Entrevista:O Estado inteligente

domingo, julho 22, 2007

João Ubaldo Ribeiro

O mercado está difícil


Não lembro bem quem lançou a idéia primeiro, mas ela já devia estar flutuando há algum tempo em torno de minha mesa de boteco, esperando somente que alguém a verbalizasse, pois se formou imediato consenso. Claro, tínhamos até agora sido uns bestalhões de classe média, obrigados a sentir culpa por pertencermos a uma classe que todo mundo acha bonito esculhambar, pagando impostos cada vez mais altos, com medo de tudo e, no geral, fazendo papel de palhaço. Nenhum dos membros da mesa, por exemplo, esteve na abertura do Pan e muito menos tomou parte nas vaias que recebeu o presidente Lula, mas pelo menos um já foi xingado de “classe média descarado” por um lulista exaltado, que acha que foi tudo coisa da classe média - o que pode até ter sido e não tenho elementos para avaliar, mas, concordando ou não com as vaias, por que a classe média não pode se manifestar?

Mandava a sincera autocrítica que concluíssemos que, além de levarmos fama sem proveito, estávamos persistindo em atitudes não condizentes com os tempos que atravessam o Brasil, ou seja, vivendo no passado. E foi brilhantemente decidido que, claro, precisávamos nos juntar ao clima empreendedor reinante e entrar no mercado com decisão e eficiência, dentro das condições atuais. Precisávamos, por conseguinte, formar uma quadrilha. Talvez fôssemos o último grupo no Brasil que ainda não formara uma quadrilha e isso era ridículo, essa negligência nos tirava qualquer direito a nos queixarmos.

A animação que se seguiu à descoberta foi enorme. Ouso dizer que houve até um certo rejuvenescimento entre os mais coroas. Aposentados e acomodados, agora viam diante deles perspectivas de aventuras só vividas na imaginação da juventude. Formar quadrilha, hem, que beleza! Senhas, códigos, varreduras telefônicas e, principalmente, dinheiro, bastante dinheiro, o suficiente para pelo menos passarmos para a zelite. Na zelite o sujeito é xingado, mas aproveita, além de não pagar impostos, não entrar em filas e não se submeter às indignidades a que a classe média está sujeita.

O indicado para orientar nossos primeiros passos foi, naturalmente, Carlinhos Judeu, alvo do respeito geral por seu tirocínio financeiro e homem de negócios respeitado aqui e além-mar. Justiça seja feita, Carlinhos não se revelou um entusiasta da idéia e somente concordou em realizar algumas investigações para não desagradar os companheiros de mesa. Na semana seguinte, garantiu, daria seu parecer sobre a viabilidade do empreendimento.

_Dados disponíveis_.
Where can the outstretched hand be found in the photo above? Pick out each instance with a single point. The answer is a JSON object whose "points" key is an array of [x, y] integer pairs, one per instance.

_O que se pede_.
1. Responda com base na crônica da mesa de boteco:
(a) De que um dos membros da mesa já foi xingado, e por quem?
(b) O que o grupo decidiu que precisava formar?
(c) Quando Carlinhos Judeu garantiu que daria seu parecer?
2. Continue a crônica da mesa de boteco a partir da última frase apresentada.

_Respostas_.
1.
(a) De "classe média descarado", por um lulista exaltado.
(b) Uma quadrilha.
(c) Na semana seguinte.

2.
Grande assanhamento no dia do parecer. Apenas eu, que sou amigo de Carlinhos há muitos anos, notei que o ar dele não era dos mais animadores, o que foi rapidamente confirmado pelas palavras que ele dirigiu ao plenário. Tentou fazer um preâmbulo consolador, mas não demorou muito e foi direto ao ponto. O negócio era o seguinte: tínhamos chegado tarde demais, já não havia vaga para quadrilha em área nenhuma de atividade no Brasil, absolutamente nenhuma, tudo tomado.

- Certos setores - disse Carlinhos - já estão com superávit de quadrilhas há muito tempo. Por exemplo, um amigo meu me garantiu que uns 50% dos encostados no INSS não têm nenhum problema de saúde. A Previdência, que antigamente era refúgio seguro para uma quadrilhazinha, agora está superlotada. Também não há trambiques novos para bolar, já foi tudo concebido, está tudo na mão de profissionais, não dá para a gente encarar essas feras.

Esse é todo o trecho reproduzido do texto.